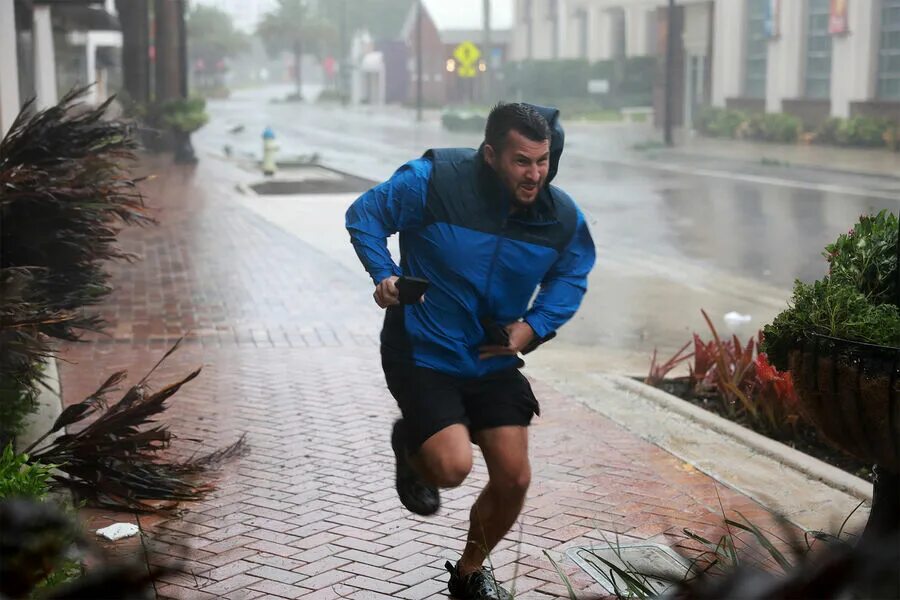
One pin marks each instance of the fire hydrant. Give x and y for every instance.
(270, 148)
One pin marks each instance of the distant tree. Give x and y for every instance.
(382, 18)
(212, 38)
(293, 27)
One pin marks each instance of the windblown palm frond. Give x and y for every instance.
(66, 191)
(115, 461)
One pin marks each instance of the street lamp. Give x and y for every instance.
(670, 72)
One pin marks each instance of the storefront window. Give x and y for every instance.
(889, 51)
(818, 50)
(757, 49)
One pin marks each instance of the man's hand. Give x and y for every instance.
(386, 293)
(520, 335)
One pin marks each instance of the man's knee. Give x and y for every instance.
(514, 484)
(448, 469)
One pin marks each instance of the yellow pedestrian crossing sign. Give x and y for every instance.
(467, 55)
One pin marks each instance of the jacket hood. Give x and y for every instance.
(557, 137)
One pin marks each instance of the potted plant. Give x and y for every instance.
(184, 116)
(840, 338)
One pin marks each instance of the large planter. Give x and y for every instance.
(851, 392)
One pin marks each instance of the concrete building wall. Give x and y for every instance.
(729, 47)
(785, 64)
(854, 58)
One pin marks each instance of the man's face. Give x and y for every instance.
(522, 166)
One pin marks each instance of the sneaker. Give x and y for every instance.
(479, 585)
(415, 494)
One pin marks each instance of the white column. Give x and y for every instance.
(9, 67)
(44, 58)
(637, 28)
(854, 58)
(729, 49)
(784, 64)
(562, 23)
(604, 36)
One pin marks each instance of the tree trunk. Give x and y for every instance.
(135, 48)
(168, 68)
(298, 68)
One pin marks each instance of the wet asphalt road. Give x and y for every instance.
(674, 233)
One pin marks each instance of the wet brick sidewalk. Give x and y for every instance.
(287, 341)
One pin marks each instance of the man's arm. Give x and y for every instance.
(395, 205)
(564, 285)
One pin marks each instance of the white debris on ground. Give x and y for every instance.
(118, 531)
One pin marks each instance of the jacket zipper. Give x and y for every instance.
(490, 277)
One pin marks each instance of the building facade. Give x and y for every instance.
(813, 58)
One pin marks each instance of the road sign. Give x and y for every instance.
(467, 55)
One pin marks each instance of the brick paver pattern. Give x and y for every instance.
(288, 342)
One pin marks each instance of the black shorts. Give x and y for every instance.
(430, 400)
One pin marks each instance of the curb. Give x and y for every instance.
(801, 165)
(813, 467)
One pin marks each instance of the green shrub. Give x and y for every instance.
(866, 257)
(854, 302)
(863, 131)
(719, 122)
(330, 96)
(185, 115)
(463, 121)
(871, 132)
(827, 132)
(19, 478)
(771, 127)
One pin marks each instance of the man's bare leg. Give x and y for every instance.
(505, 451)
(445, 459)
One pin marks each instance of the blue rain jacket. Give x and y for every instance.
(456, 230)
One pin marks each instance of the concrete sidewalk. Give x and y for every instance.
(288, 340)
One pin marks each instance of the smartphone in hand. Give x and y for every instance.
(411, 289)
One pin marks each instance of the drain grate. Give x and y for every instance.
(659, 565)
(311, 180)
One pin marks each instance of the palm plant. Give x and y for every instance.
(293, 27)
(65, 193)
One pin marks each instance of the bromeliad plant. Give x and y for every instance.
(738, 377)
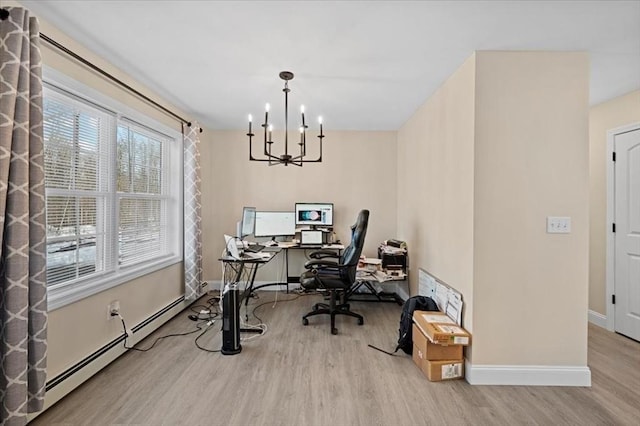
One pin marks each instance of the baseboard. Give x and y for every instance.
(527, 375)
(62, 384)
(597, 319)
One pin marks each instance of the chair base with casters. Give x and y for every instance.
(333, 308)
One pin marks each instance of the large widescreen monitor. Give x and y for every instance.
(275, 224)
(314, 214)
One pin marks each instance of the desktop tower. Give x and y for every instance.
(230, 322)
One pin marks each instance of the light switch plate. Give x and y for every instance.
(558, 225)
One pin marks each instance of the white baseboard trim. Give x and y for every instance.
(598, 319)
(527, 375)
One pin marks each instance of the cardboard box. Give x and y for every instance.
(443, 370)
(441, 329)
(423, 349)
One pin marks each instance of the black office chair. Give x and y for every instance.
(336, 274)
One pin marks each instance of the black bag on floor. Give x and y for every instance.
(419, 303)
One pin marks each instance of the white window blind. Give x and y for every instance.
(113, 190)
(141, 199)
(77, 160)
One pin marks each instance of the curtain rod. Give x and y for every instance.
(112, 78)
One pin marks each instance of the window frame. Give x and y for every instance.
(62, 294)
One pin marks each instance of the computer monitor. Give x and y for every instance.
(314, 214)
(248, 222)
(275, 224)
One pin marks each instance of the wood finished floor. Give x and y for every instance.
(296, 375)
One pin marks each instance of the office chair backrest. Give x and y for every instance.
(351, 254)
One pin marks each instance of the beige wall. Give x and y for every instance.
(68, 342)
(602, 118)
(435, 185)
(501, 146)
(531, 161)
(358, 172)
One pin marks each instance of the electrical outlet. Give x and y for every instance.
(558, 225)
(113, 307)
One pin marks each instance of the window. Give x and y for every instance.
(112, 196)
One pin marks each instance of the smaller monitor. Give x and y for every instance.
(310, 238)
(314, 214)
(275, 224)
(248, 223)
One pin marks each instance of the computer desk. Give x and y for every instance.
(236, 271)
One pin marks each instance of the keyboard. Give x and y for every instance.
(254, 248)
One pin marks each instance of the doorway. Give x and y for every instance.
(623, 241)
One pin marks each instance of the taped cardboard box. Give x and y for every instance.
(423, 349)
(441, 329)
(443, 370)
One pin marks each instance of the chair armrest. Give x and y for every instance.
(321, 263)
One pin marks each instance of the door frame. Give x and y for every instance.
(610, 262)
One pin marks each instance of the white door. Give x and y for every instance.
(627, 233)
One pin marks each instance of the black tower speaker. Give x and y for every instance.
(230, 323)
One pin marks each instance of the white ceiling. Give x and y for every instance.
(361, 65)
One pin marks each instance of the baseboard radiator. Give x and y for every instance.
(62, 384)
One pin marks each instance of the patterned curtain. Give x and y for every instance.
☆ ☆ ☆ ☆ ☆ ☆ ☆
**EXERCISE PROMPT**
Please write out every line of the records above word for word, leaving out the pictures.

**WRITTEN RESPONSE**
One pin marks each instance of the fire hydrant. Give x and y for every instance.
(270, 148)
One pin marks each instance of the distant tree. Give x and y for every instance.
(382, 18)
(212, 38)
(293, 27)
One pin marks each instance of the windblown palm frond. Give x and y for every instance.
(66, 191)
(115, 461)
One pin marks each instance of the street lamp. Give x and y for every instance.
(670, 72)
One pin marks each instance of the storefront window. Give x and y for every instance.
(889, 51)
(818, 50)
(757, 49)
One pin marks each instance of the man's hand. Give x and y for every instance.
(386, 293)
(520, 335)
One pin marks each instance of the man's knee. Give x and y for every instance.
(514, 484)
(448, 469)
One pin marks each instance of the yellow pedestrian crossing sign. Give x and y for every instance.
(467, 55)
One pin marks each instance of the jacket hood. Give x and y for every instance.
(557, 137)
One pin marks each instance of the potted plant. Give x and y for every instance.
(184, 116)
(840, 338)
One pin marks each instance of the large planter. Give x and y for every instance.
(851, 392)
One pin marks each instance of the concrete building wall. Give x and y for every instance.
(729, 47)
(785, 64)
(854, 58)
One pin marks each instance of the man's face. Give x and y for every instance.
(522, 166)
One pin marks each instance of the sneaker. Give x and y for every instance.
(479, 585)
(415, 494)
One pin marks each instance of the white column. Give x and y for every instance.
(9, 67)
(44, 58)
(637, 28)
(854, 58)
(729, 49)
(784, 64)
(562, 23)
(604, 36)
One pin marks each instance of the tree trunk. Give x and y for every instance.
(135, 48)
(168, 68)
(298, 68)
One pin marks each instance of the wet asphalt road. Give x and y for every instance.
(674, 233)
One pin marks each instance of the wet brick sidewalk. Give x and y for every instance.
(287, 341)
One pin marks each instance of the man's arm. Give x and y for every instance.
(395, 205)
(564, 285)
One pin marks each instance of the white debris on ground. Give x and y for every instance.
(118, 531)
One pin marks each instance of the jacket zipper. Give x and y for every instance.
(490, 277)
One pin marks each instance of the building facade. Give x and y for every instance.
(813, 58)
One pin marks each instance of the road sign. Give x and y for every instance.
(467, 55)
One pin marks each instance of the brick paver pattern. Give x and y for every instance.
(288, 342)
One pin marks each instance of the black shorts. Give x and y for every instance.
(430, 400)
One pin marks each instance of the curb. Give x and y for every instance.
(801, 165)
(813, 467)
One pin marks each instance of the green shrub. Give x and y for every instance.
(866, 257)
(854, 302)
(863, 131)
(719, 122)
(330, 96)
(185, 115)
(463, 121)
(871, 132)
(827, 132)
(19, 478)
(771, 127)
One pin marks each instance of the man's bare leg. Give x and y for every instance.
(505, 451)
(445, 459)
One pin marks each instance of the blue rain jacket. Give x and y for every instance.
(456, 230)
One pin marks each instance of the concrete sidewalk. Give x and y for every instance.
(288, 340)
One pin marks each instance of the smartphone in hand. Give x and y for every instance.
(411, 289)
One pin marks each instance of the drain grate. Give x and y for every instance.
(659, 565)
(311, 180)
One pin marks each instance of the palm plant. Give x and y for every instance.
(293, 27)
(65, 193)
One pin marks each instance of the bromeliad plant. Give x and y for every instance.
(738, 377)
One pin marks each instance of the baseboard. Give x and y for every instance.
(527, 375)
(62, 384)
(597, 319)
One pin marks each instance of the chair base with casters. Give x and y for every instance.
(333, 308)
One pin marks each instance of the large widescreen monitor. Give x and y for every instance.
(275, 224)
(314, 214)
One pin marks each instance of the desktop tower. Give x and y for every instance.
(230, 322)
One pin marks each instance of the light switch plate. Give x and y for every instance.
(558, 225)
One pin marks each instance of the white baseboard trim. Give x and y for every instance.
(598, 319)
(527, 375)
One pin marks each instance of the cardboard box. Give x and y for every instance.
(443, 370)
(441, 329)
(423, 349)
One pin marks each instance of the black office chair. Give x and y for every instance.
(336, 274)
One pin marks each instance of the black bag on floor. Give x and y for every instance.
(419, 303)
One pin marks each instance of the white window blind. Give x and y for every instance.
(113, 190)
(141, 199)
(77, 160)
One pin marks each instance of the curtain rod. Give x and y for every instance.
(112, 78)
One pin marks each instance of the window frame. Give x and y for every instance.
(62, 294)
One pin marks each instance of the computer monitor. Give x and y for every instance.
(314, 214)
(248, 222)
(275, 224)
One pin marks each instance of the wood finished floor. Give x and y for every instance.
(296, 375)
One pin marks each instance of the office chair backrest. Give x and y for every instance.
(351, 254)
One pin marks each instance of the beige wall. Give x and y for every instance.
(68, 342)
(602, 118)
(435, 185)
(501, 146)
(531, 161)
(358, 172)
One pin marks each instance of the electrical outlet. Give x and y for every instance.
(558, 225)
(113, 307)
One pin marks each instance of the window. Give x and y for every instance.
(112, 196)
One pin marks each instance of the smaller monitor. Give x and y for every instance.
(310, 238)
(314, 214)
(275, 224)
(248, 223)
One pin marks each instance of the computer desk. Give x and y for every instance.
(236, 271)
One pin marks each instance of the keyboard. Give x and y for every instance.
(254, 248)
One pin marks each instance of the doorway. Give x and y for every instance.
(623, 241)
One pin marks each instance of the taped cardboard box. Give x and y for every instance.
(423, 349)
(441, 329)
(443, 370)
One pin marks each instance of the chair armrest. Give x and y for every instance.
(321, 263)
One pin marks each instance of the door frame. Give x and y for every instance.
(610, 262)
One pin marks each instance of the white door. Give x and y for every instance.
(627, 233)
One pin marks each instance of the black tower speaker. Give x and y for every instance.
(230, 323)
One pin marks each instance of the white ceiling. Give x and y for every instance.
(361, 65)
One pin marks each instance of the baseboard radiator. Give x and y for every instance.
(62, 384)
One pin marks each instance of the patterned curtain. Give x and y for every instance.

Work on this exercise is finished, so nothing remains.